YOUR INSTRUCTIONS: Rewrite the lines below as a JSON list of strings, one string per line, leaving out any blank lines.

DATA FOR THIS TASK:
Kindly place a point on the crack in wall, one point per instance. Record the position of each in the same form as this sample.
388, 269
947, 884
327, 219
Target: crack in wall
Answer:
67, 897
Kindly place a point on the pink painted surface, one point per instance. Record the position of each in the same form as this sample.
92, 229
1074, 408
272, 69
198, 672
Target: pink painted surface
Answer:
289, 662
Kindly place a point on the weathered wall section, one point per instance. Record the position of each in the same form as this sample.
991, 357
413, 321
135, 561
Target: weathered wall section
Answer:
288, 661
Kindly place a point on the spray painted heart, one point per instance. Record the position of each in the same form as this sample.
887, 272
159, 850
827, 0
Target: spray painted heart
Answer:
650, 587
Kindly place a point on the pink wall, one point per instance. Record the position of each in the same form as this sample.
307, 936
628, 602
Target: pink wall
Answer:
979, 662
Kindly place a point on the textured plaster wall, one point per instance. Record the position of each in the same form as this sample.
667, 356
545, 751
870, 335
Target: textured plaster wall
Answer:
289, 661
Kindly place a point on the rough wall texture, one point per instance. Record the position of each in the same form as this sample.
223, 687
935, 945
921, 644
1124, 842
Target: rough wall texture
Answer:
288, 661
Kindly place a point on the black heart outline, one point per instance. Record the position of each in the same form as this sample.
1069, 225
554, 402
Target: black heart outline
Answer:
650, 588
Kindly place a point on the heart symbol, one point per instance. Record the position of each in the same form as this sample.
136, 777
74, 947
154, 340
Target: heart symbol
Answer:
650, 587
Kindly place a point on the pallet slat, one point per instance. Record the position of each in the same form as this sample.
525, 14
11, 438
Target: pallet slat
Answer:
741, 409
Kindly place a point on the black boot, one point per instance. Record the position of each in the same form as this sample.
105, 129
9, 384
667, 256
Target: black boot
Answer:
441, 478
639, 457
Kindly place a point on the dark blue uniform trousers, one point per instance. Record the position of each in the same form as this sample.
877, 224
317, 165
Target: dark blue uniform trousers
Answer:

THE COMPLETED TASK:
[
  "Kindly place a point on the crack in wall, one point per instance. Record the position of each in the same form as this sample.",
  "388, 269",
  "947, 884",
  "327, 219",
  "Target: crack in wall",
  "Answer:",
  "67, 897",
  "Kindly place a point on the pink painted surface, one point per instance. Record the position of each in the same form as this sample.",
  "92, 229",
  "1074, 408",
  "272, 69",
  "198, 672",
  "Target: pink painted surface",
  "Answer:",
  "289, 662",
  "Kindly place a point on the weathered wall section, one point per instance. Record the position of each in the same form as this sample.",
  "991, 357",
  "413, 321",
  "135, 561",
  "Target: weathered wall section",
  "Answer:",
  "288, 661",
  "Kindly place a point on the spray painted heart, one point per instance. Record the position of each in the same form as this sample.",
  "887, 272",
  "159, 850",
  "827, 0",
  "Target: spray painted heart",
  "Answer:",
  "650, 587",
  "Kindly place a point on the pink wall, one point per instance. Record the position of each in the same form as this sample.",
  "307, 936",
  "628, 602",
  "Target: pink wall",
  "Answer:",
  "979, 662",
  "Kindly place a point on the textured plaster wall, one point per instance. Record the position of each in the same form as this sample.",
  "667, 356",
  "545, 751",
  "870, 335",
  "Target: textured plaster wall",
  "Answer:",
  "289, 661",
  "Kindly place a point on the rough wall texture, one point per instance. Record the position of each in the same form as this sample.",
  "223, 687",
  "935, 945",
  "921, 644",
  "1124, 842",
  "Target: rough wall texture",
  "Answer:",
  "288, 661",
  "Kindly place a point on the black heart outline, one point per instance. Record the position of each in the same form as this sample.",
  "1069, 225",
  "554, 402",
  "Target: black heart outline",
  "Answer:",
  "650, 588",
  "Kindly place a point on the heart symbol, one point per instance. Record the position of each in the same form as this sample.",
  "136, 777",
  "74, 947",
  "154, 340",
  "Target: heart symbol",
  "Answer:",
  "650, 587",
  "Kindly place a point on the pallet slat, one point per instance. Record the position of each in the same form as this sample.",
  "525, 14",
  "11, 438",
  "Target: pallet slat",
  "Answer:",
  "741, 409",
  "Kindly place a point on the black boot, one point per instance. Record the position of each in the same form as this sample.",
  "105, 129",
  "9, 384",
  "667, 256",
  "Target: black boot",
  "Answer:",
  "441, 478",
  "639, 457",
  "Kindly place a point on the dark blue uniform trousers, one point per instance. Record the position of each in the same form as this sample.",
  "877, 224",
  "317, 165",
  "Target: dark blue uniform trousers",
  "Answer:"
]